▶ _Document_
Quick Links

Re: Make COPY format extendable: Extract COPY TO format implementations

From:	Masahiko Sawada <sawada(dot)mshk(at)gmail(dot)com>
To:	Sutou Kouhei <kou(at)clear-code(dot)com>
Cc:	michael(at)paquier(dot)xyz, david(dot)g(dot)johnston(at)gmail(dot)com, tgl(at)sss(dot)pgh(dot)pa(dot)us, zhjwpku(at)gmail(dot)com, pgsql-hackers(at)postgresql(dot)org
Subject:	Re: Make COPY format extendable: Extract COPY TO format implementations
Date:	2025-07-29 05:19:36
Message-ID:	CAD21AoBa0Wm3C2H12jaqkvLidP2zEhsC+gf=3w7XiA4LQnvx0g@mail.gmail.com
Views:	Whole Thread \| Raw Message \| Download mbox \| Resend email
Thread:
Lists:	pgsql-hackers

On Mon, Jul 28, 2025 at 12:33 PM Masahiko Sawada <sawada(dot)mshk(at)gmail(dot)com> wrote:
>
> On Fri, Jul 18, 2025 at 3:05 AM Sutou Kouhei <kou(at)clear-code(dot)com> wrote:
> >
> > Hi,
> >
> > In <CAD21AoAZL2RzPM4RLOJKm_73z5LXq2_VOVF+S+T0tnbjHdWTFA(at)mail(dot)gmail(dot)com>
> > "Re: Make COPY format extendable: Extract COPY TO format implementations" on Thu, 17 Jul 2025 13:44:11 -0700,
> > Masahiko Sawada <sawada(dot)mshk(at)gmail(dot)com> wrote:
> >
> > >> > How about adding accessors instead of splitting
> > >> > Copy{From,To}State to Copy{From,To}ExecutionData? If we use
> > >> > the accessors approach, we can export only needed
> > >> > information step by step without breaking ABI.
> > >
> > > Yeah, while it can export required fields without breaking ABI, I'm
> > > concerned that setter and getter functions could be bloated if we need
> > > to have them for many fields.
> >
> > In general, I choose this approach in my projects even when
> > I need to define many accessors. Because I can hide
> > implementation details from users. I can change
> > implementation details without breaking API/ABI.

▶ _Directives_
1) List every email address in the Cc field of the mailing-list message about COPY format implementations.
2) Go on with the mailing-list message about COPY format implementations, starting right after its final sentence.

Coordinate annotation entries
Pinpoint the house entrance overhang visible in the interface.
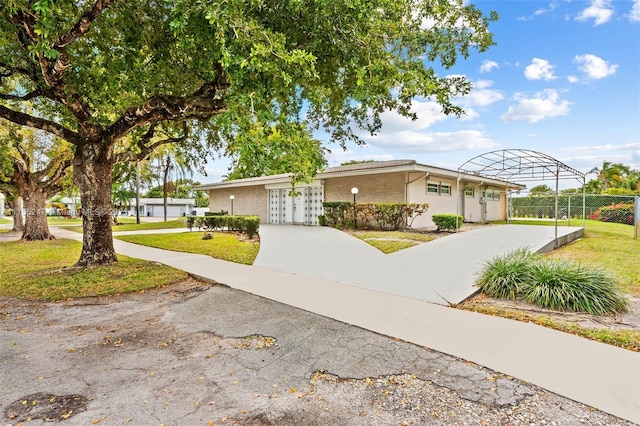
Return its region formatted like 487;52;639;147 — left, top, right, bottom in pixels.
458;149;585;246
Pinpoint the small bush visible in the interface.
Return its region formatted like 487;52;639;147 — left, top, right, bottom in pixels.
322;201;429;231
204;210;229;216
476;248;539;299
476;249;628;315
431;214;464;232
521;260;627;315
187;215;260;238
589;203;634;225
244;216;260;238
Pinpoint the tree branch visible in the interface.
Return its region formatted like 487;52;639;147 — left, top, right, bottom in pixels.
53;0;112;51
116;122;189;162
0;105;83;145
106;77;228;139
0;90;43;101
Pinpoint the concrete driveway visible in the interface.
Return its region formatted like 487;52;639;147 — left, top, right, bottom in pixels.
254;225;583;305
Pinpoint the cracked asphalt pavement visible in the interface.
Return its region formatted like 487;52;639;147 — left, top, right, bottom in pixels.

▶ _Expected responses_
1)
michael(at)paquier(dot)xyz
david(dot)g(dot)johnston(at)gmail(dot)com
tgl(at)sss(dot)pgh(dot)pa(dot)us
zhjwpku(at)gmail(dot)com
pgsql-hackers(at)postgresql(dot)org

2)
> >
> > But PostgreSQL isn't my project. Is there any guideline for
> > PostgreSQL API(/ABI?) design that we can refer for this
> > case?
>
> As far as I know there is no official guideline for PostgreSQL API and
> ABI design, but I've never seen structs having more than 10 getter and
> setter in PostgreSQL source code.
>
> >
> > FYI: We need to export at least the following fields:
> >
> > https://www.postgresql.org/message-id/flat/20250714.173803.865595983884510428.kou%40clear-code.com#78fdbccf89742f856aa2cf95eaf42032
> >
> > > FROM:
> > >
> > > - attnumlist (*)
> > > - bytes_processed
> > > - cur_attname
> > > - escontext
> > > - in_functions (*)
> > > - input_buf
> > > - input_reached_eof
> > > - line_buf
> > > - opts (*)
> > > - raw_buf
> > > - raw_buf_index
> > > - raw_buf_len
> > > - rel (*)
> > > - typioparams (*)
> > >
> > > TO:
> > >
> > > - attnumlist (*)
> > > - fe_msgbuf
> > > - opts (*)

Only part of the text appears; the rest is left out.